- EXCERPT:
# # # #

All of lore.kernel.org
 help / color / mirror / Atom feed
From: Haitao Huang <haitao.huang@linux.intel.com>
To: jarkko@kernel.org, dave.hansen@linux.intel.com,
	kai.huang@intel.com, tj@kernel.org, mkoutny@suse.com,
	linux-kernel@vger.kernel.org, linux-sgx@vger.kernel.org,
	x86@kernel.org, cgroups@vger.kernel.org, tglx@linutronix.de,
	mingo@redhat.com, bp@alien8.de, hpa@zytor.com,
	sohil.mehta@intel.com, tim.c.chen@linux.intel.com
Cc: zhiquan1.li@intel.com, kristen@linux.intel.com,
	seanjc@google.com, zhanb@microsoft.com, anakrish@microsoft.com,
	mikko.ylinen@linux.intel.com, yangjie@microsoft.com,
	chrisyan@microsoft.com
Subject: [PATCH v11 13/14] Docs/x86/sgx: Add description for cgroup support
Date: Wed, 10 Apr 2024 11:25:57 -0700	[thread overview]
Message-ID: <20240410182558.41467-14-haitao.huang@linux.intel.com> (raw)
In-Reply-To: <20240410182558.41467-1-haitao.huang@linux.intel.com>

From: Sean Christopherson <sean.j.christopherson@intel.com>

Add initial documentation of how to regulate the distribution of
SGX Enclave Page Cache (EPC) memory via the Miscellaneous cgroup
controller.

Signed-off-by: Sean Christopherson <sean.j.christopherson@intel.com>
Co-developed-by: Kristen Carlson Accardi <kristen@linux.intel.com>
Signed-off-by: Kristen Carlson Accardi <kristen@linux.intel.com>
Co-developed-by: Haitao Huang<haitao.huang@linux.intel.com>
Signed-off-by: Haitao Huang<haitao.huang@linux.intel.com>
Cc: Sean Christopherson <seanjc@google.com>
---
V8:
- Limit text width to 80 characters to be consistent.

V6:
- Remove mentioning of VMM specific behavior on handling SIGBUS
- Remove statement of forced reclamation, add statement to specify
ENOMEM returned when no reclamation possible.
- Added statements on the non-preemptive nature for the max limit
- Dropped Reviewed-by tag because of changes

V4:
- Fix indentation (Randy)
- Change misc.events file to be read-only
- Fix a typo for 'subsystem'
- Add behavior when VMM overcommit EPC with a cgroup (Mikko)
---
 Documentation/arch/x86/sgx.rst | 83 ++++++++++++++++++++++++++++++++++
 1 file changed, 83 insertions(+)

# # # #

- MATERIAL SUPPLIED:

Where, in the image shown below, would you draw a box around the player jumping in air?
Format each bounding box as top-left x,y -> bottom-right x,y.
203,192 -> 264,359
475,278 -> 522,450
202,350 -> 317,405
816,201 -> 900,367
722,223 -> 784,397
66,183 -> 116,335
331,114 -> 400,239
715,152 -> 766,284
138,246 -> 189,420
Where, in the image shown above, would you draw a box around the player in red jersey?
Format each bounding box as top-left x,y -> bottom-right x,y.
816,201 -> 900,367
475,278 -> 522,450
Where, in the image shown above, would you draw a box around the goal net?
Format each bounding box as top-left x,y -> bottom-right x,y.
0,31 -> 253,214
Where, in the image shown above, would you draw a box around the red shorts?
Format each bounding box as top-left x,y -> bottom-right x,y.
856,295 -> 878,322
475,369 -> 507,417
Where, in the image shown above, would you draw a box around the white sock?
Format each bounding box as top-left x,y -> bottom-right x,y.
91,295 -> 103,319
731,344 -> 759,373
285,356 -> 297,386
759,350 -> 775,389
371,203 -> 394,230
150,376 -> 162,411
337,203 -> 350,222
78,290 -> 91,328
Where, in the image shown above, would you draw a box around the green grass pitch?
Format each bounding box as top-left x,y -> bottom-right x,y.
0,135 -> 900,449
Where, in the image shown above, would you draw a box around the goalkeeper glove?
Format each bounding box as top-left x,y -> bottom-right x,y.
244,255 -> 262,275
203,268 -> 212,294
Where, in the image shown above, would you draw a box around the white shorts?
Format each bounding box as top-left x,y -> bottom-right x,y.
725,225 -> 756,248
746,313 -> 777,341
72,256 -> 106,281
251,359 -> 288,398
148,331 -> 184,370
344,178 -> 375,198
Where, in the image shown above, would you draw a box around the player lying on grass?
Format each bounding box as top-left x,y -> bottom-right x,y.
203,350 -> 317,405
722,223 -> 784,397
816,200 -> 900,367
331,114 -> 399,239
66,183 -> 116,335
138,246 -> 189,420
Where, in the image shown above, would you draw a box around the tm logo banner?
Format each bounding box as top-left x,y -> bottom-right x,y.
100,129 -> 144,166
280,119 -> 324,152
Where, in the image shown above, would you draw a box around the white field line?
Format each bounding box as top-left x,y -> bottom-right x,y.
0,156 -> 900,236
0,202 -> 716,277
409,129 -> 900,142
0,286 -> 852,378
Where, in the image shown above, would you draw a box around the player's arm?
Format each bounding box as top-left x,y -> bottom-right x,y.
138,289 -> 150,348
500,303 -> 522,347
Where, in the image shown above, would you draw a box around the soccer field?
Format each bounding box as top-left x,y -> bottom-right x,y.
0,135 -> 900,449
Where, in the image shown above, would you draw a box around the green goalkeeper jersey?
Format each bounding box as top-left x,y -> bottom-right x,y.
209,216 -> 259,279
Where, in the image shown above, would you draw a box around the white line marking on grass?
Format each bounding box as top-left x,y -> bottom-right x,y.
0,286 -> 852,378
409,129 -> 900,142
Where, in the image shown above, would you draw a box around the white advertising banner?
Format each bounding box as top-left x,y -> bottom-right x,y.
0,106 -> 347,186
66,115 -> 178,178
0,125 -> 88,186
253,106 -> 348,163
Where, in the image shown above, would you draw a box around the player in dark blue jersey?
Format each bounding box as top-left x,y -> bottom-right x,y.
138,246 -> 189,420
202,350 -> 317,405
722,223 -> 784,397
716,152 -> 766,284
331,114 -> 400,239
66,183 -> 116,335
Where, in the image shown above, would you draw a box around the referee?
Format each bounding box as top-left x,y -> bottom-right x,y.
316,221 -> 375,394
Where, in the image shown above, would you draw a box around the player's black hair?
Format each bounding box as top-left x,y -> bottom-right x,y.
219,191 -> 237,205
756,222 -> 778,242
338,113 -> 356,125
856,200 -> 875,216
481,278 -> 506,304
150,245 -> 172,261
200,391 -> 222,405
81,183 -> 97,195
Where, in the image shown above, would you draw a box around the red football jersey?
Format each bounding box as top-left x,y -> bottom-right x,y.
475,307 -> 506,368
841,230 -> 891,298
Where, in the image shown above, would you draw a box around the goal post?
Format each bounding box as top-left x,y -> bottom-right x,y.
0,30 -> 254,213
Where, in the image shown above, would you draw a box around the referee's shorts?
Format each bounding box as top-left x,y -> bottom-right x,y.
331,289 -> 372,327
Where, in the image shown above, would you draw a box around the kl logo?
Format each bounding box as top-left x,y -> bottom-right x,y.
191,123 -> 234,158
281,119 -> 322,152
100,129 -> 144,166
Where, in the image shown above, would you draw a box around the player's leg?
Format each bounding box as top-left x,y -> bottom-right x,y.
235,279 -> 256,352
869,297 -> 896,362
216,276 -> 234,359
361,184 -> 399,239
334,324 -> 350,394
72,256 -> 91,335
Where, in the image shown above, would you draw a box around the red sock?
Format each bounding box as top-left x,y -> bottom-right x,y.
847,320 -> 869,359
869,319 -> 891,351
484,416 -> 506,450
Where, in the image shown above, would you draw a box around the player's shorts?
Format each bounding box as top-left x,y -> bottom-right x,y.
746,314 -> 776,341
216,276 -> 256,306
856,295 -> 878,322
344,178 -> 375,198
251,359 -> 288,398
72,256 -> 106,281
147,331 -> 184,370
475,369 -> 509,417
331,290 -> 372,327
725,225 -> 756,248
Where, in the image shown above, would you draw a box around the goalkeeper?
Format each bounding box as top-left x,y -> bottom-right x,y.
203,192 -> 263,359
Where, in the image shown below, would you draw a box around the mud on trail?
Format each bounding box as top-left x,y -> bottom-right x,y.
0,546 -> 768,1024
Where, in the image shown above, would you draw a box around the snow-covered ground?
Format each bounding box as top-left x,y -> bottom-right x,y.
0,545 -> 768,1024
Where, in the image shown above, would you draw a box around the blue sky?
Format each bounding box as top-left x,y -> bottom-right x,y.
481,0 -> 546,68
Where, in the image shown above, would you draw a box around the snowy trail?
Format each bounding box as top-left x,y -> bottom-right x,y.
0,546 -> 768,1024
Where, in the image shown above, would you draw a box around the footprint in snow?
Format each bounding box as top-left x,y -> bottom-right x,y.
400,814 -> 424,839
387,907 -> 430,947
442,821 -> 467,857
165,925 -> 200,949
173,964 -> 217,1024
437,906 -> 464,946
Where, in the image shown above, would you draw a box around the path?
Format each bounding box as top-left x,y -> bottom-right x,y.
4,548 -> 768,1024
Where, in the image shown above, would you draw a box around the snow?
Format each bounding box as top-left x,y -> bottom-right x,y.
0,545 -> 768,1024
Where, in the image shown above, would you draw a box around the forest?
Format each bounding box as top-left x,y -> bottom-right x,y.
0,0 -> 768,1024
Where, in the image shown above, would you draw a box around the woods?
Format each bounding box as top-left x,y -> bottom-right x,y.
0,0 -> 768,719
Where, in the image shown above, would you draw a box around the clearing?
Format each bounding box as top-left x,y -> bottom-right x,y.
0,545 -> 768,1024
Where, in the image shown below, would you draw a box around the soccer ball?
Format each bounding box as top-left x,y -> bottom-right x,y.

# # # #

- TASKS AND EXERCISES:
**A.** According to the patch email, which cgroup controller regulates the distribution of SGX Enclave Page Cache memory?
**B.** Copy the patch email verbatim from "Signed-off-by: Sean Christopherson" up to and including "to be consistent.".
**C.** List every person named in a Signed-off-by line of the patch email.

- TASK RESPONSES:
**A.** The Miscellaneous cgroup controller.

**B.**
Signed-off-by: Sean Christopherson <sean.j.christopherson@intel.com>
Co-developed-by: Kristen Carlson Accardi <kristen@linux.intel.com>
Signed-off-by: Kristen Carlson Accardi <kristen@linux.intel.com>
Co-developed-by: Haitao Huang<haitao.huang@linux.intel.com>
Signed-off-by: Haitao Huang<haitao.huang@linux.intel.com>
Cc: Sean Christopherson <seanjc@google.com>
---
V8:
- Limit text width to 80 characters to be consistent.

**C.** Sean Christopherson, Kristen Carlson Accardi, Haitao Huang